### What needs to be done
Reproduce the stretch from the start of the entries through the line containing "[[37,103],[39,119],[51,121],[50,97],[47,95],[37,94]]", requests included, and shift every coordinate in the answers by adding 129 to it. Leave the numbers in the requests and their format samples unchanged.

### Extracted records
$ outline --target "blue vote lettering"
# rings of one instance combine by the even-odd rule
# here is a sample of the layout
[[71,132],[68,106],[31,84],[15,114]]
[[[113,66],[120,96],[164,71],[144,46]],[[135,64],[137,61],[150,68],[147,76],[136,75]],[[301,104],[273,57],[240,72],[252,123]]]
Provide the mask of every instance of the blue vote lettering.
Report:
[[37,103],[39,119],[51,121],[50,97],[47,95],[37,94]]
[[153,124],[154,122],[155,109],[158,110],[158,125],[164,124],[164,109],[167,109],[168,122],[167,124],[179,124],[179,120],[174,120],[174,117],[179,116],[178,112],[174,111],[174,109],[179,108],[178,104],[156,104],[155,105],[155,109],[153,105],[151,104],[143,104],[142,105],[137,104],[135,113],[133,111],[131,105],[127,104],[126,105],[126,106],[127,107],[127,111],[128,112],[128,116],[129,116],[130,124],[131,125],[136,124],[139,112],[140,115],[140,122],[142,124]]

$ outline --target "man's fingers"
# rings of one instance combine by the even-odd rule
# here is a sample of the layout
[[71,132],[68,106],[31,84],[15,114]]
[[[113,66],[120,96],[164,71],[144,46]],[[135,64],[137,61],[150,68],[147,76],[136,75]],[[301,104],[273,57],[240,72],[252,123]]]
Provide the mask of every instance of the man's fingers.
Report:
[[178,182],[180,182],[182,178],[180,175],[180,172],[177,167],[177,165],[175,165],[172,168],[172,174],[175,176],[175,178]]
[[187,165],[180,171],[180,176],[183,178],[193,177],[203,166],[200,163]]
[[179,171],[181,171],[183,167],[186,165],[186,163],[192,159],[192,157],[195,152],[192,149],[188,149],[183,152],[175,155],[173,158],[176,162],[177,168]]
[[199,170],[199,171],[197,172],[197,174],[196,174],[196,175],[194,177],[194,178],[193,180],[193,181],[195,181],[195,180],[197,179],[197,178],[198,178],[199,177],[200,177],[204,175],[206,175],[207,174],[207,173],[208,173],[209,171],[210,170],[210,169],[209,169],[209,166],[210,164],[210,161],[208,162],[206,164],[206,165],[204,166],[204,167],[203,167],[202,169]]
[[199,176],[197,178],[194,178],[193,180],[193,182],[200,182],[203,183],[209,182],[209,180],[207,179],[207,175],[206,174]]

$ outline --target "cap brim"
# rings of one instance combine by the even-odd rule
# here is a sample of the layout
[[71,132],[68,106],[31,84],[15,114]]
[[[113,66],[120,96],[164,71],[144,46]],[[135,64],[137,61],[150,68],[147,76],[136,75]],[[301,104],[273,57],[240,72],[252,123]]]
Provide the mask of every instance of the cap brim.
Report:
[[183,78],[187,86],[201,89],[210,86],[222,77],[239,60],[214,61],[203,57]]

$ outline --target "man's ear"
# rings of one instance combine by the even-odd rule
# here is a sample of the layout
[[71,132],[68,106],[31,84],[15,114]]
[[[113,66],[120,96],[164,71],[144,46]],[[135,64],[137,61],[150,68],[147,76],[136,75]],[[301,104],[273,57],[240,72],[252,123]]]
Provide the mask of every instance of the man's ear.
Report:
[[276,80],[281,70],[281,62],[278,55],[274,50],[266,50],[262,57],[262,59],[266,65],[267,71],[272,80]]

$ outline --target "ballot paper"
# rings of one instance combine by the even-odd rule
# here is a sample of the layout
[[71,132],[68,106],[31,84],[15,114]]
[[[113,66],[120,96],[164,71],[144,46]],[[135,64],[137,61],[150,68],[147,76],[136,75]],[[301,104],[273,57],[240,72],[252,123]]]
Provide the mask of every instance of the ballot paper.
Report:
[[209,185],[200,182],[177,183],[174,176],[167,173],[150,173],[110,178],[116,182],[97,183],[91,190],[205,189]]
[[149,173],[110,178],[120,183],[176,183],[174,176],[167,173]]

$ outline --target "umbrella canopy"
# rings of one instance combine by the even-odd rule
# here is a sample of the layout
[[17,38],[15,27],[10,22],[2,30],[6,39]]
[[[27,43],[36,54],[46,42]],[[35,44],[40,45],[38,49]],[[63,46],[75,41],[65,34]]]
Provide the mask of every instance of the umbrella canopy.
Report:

### Result of the exercise
$ outline --target "blue vote lettering"
# rings of one instance combine by the even-odd rule
# here is a sample of the layout
[[71,132],[68,106],[31,84],[15,114]]
[[[113,66],[120,96],[164,71],[144,46]],[[135,64],[137,61],[150,68],[147,76],[136,75]],[[301,104],[273,57],[240,72],[252,123]]]
Provide the mask of every instance of the blue vote lettering.
Report:
[[166,232],[168,248],[180,250],[179,226],[176,224],[166,223]]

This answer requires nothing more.